[Stored items from a collection]
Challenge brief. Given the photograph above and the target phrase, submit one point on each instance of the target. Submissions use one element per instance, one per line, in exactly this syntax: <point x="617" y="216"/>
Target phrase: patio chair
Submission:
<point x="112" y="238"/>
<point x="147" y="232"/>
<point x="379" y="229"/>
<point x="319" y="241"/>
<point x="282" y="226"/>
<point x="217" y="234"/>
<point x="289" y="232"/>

◆ Directions
Could you copy out the data in full, exactly as it is written?

◆ Answer to the problem
Challenge brief. Given the photograph above and the target phrase, submit one point on each instance of the target. Submissions use one element per instance, one per line, in exactly this syntax: <point x="617" y="216"/>
Target phrase: patio chair
Submission:
<point x="112" y="238"/>
<point x="147" y="232"/>
<point x="379" y="229"/>
<point x="319" y="241"/>
<point x="282" y="226"/>
<point x="217" y="234"/>
<point x="289" y="232"/>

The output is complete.